◆ **YOUR INSTRUCTIONS**
Could you format all of the rows below as a numbered list, leaving out any blank lines?

(Object location annotation rows)
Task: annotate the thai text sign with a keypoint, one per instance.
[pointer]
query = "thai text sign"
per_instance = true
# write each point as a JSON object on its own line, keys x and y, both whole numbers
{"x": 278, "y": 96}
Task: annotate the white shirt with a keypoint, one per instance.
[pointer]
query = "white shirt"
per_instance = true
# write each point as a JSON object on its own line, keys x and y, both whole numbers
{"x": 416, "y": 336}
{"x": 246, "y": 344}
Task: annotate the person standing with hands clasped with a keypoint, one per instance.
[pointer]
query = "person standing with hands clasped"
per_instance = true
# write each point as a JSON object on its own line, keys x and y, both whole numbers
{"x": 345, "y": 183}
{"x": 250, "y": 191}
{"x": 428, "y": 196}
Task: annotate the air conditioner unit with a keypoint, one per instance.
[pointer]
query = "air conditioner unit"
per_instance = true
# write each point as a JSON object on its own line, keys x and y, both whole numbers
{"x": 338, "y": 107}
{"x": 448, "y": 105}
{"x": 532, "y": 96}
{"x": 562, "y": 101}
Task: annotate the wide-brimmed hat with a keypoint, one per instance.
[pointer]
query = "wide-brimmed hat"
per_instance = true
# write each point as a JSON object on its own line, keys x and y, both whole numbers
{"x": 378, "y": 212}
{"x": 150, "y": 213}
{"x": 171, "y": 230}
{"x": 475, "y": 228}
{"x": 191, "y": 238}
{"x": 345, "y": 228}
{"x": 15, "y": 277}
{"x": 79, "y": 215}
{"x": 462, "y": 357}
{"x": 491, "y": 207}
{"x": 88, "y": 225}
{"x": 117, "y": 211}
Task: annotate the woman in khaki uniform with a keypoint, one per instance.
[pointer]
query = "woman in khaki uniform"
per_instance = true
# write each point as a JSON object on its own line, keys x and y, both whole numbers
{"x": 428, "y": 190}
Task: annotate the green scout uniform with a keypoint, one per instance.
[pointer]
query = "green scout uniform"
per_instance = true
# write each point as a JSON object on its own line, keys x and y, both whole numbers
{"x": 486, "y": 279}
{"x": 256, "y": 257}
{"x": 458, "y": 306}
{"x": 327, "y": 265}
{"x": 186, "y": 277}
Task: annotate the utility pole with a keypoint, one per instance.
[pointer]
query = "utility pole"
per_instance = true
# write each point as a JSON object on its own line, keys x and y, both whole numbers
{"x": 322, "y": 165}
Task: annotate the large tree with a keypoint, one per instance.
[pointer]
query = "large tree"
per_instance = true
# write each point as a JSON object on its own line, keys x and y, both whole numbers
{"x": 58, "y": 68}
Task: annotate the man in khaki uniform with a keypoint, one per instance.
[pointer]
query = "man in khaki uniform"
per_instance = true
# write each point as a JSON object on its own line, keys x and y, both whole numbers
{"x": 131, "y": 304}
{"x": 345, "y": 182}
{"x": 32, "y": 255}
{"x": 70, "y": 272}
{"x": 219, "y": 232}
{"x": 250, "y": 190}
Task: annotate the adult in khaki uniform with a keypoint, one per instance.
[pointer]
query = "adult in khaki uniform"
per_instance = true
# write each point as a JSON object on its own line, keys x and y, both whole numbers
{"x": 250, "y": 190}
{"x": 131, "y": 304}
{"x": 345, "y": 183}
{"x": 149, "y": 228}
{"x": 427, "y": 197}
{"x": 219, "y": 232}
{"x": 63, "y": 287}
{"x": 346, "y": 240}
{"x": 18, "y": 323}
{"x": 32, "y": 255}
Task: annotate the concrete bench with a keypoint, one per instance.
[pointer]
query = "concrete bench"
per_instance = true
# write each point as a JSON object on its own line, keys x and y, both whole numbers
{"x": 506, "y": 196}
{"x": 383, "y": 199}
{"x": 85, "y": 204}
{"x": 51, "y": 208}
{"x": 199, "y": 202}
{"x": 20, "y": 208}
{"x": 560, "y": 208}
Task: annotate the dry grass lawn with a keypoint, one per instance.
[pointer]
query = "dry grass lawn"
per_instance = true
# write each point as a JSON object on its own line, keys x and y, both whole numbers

◆ **WRITTEN RESPONSE**
1. Task: annotate the thai text sign with a keypoint, one per instance.
2. [pointer]
3. query = "thai text sign"
4. per_instance = true
5. # write each point as a JSON object on its own line, keys x and y, both whole numbers
6. {"x": 278, "y": 96}
7. Task: annotate the white shirt with a keypoint, one per instance.
8. [pointer]
9. query = "white shirt"
10. per_instance = true
11. # write each point as a JSON object on its own line, keys x and y, both whole numbers
12. {"x": 416, "y": 336}
13. {"x": 246, "y": 344}
14. Task: annotate the person standing with hands clasped with a keypoint, one per instance.
15. [pointer]
16. query = "person standing with hands clasped"
17. per_instance = true
18. # write each point as a JSON object on its own line, keys x and y, both whole numbers
19. {"x": 345, "y": 183}
20. {"x": 250, "y": 191}
21. {"x": 428, "y": 196}
22. Task: annotate the air conditioner unit with a keypoint, one per instance.
23. [pointer]
24. query = "air conditioner unit"
25. per_instance = true
26. # write each point as a JSON object on its own line, keys x and y, both whole numbers
27. {"x": 338, "y": 107}
28. {"x": 448, "y": 105}
29. {"x": 532, "y": 96}
30. {"x": 562, "y": 101}
31. Task: annotate the wide-brimmed hat with a keypoint, one per instance.
32. [pointer]
33. query = "wide-brimmed hat"
34. per_instance = true
35. # write each point as a JSON object on its own line, keys x and y, both whole numbers
36. {"x": 378, "y": 212}
37. {"x": 150, "y": 213}
38. {"x": 171, "y": 230}
39. {"x": 475, "y": 228}
40. {"x": 191, "y": 238}
41. {"x": 345, "y": 228}
42. {"x": 15, "y": 277}
43. {"x": 79, "y": 215}
44. {"x": 462, "y": 357}
45. {"x": 491, "y": 207}
46. {"x": 88, "y": 225}
47. {"x": 117, "y": 211}
48. Task: annotate the woman in khaki uniform with a keypoint, one per instance.
49. [pointer]
50. query = "woman in khaki uniform"
51. per_instance = true
52. # write each point as a JSON object on its own line, keys x and y, both whole numbers
53. {"x": 428, "y": 190}
54. Task: annotate the green scout uniform with a keypoint, one per instance.
55. [pointer]
56. query = "green scout uniform"
57. per_instance = true
58. # write each point as a JSON object on its own line, keys x and y, both whole numbers
59. {"x": 486, "y": 279}
60. {"x": 256, "y": 257}
61. {"x": 458, "y": 306}
62. {"x": 327, "y": 265}
63. {"x": 186, "y": 277}
64. Task: annotate the utility pole with a keypoint, one per instance.
65. [pointer]
66. query = "utility pole"
67. per_instance = true
68. # write each point as a JSON object on its own line, keys x and y, both whole numbers
69. {"x": 322, "y": 165}
70. Task: annotate the large tree with a keypoint, one per instance.
71. [pointer]
72. query = "large tree"
73. per_instance = true
74. # write each point as a JSON object on its own line, keys x and y, both whole numbers
75. {"x": 58, "y": 68}
76. Task: annotate the man in khaki uniform with a keypoint, one per instance.
77. [pointer]
78. query = "man in khaki uniform"
79. per_instance = true
80. # write each point as a JSON object on its own line, keys x and y, both whole numbers
81. {"x": 131, "y": 304}
82. {"x": 345, "y": 182}
83. {"x": 32, "y": 255}
84. {"x": 70, "y": 272}
85. {"x": 219, "y": 232}
86. {"x": 250, "y": 190}
87. Task: annotate the adult in khaki uniform with a keypoint, one per instance.
88. [pointer]
89. query = "adult in khaki uniform"
90. per_instance = true
91. # write each point as a JSON object on its own line, keys x and y, both whole numbers
92. {"x": 250, "y": 190}
93. {"x": 131, "y": 304}
94. {"x": 345, "y": 183}
95. {"x": 149, "y": 228}
96. {"x": 427, "y": 197}
97. {"x": 219, "y": 232}
98. {"x": 63, "y": 287}
99. {"x": 346, "y": 240}
100. {"x": 18, "y": 323}
101. {"x": 32, "y": 255}
102. Task: annotate the concrete bench with a keypoint, one per instance.
103. [pointer]
104. query = "concrete bench"
105. per_instance = true
106. # write each point as a JSON object on its own line, keys x and y, both whole numbers
107. {"x": 506, "y": 196}
108. {"x": 383, "y": 199}
109. {"x": 85, "y": 204}
110. {"x": 51, "y": 208}
111. {"x": 199, "y": 202}
112. {"x": 20, "y": 208}
113. {"x": 560, "y": 208}
114. Task: annotate the dry grass lawn with a keypoint, one per instance.
115. [pointer]
116. query = "dry grass lawn"
117. per_instance = true
118. # write each point as a JSON object on its own line, keys x and y, both whole numbers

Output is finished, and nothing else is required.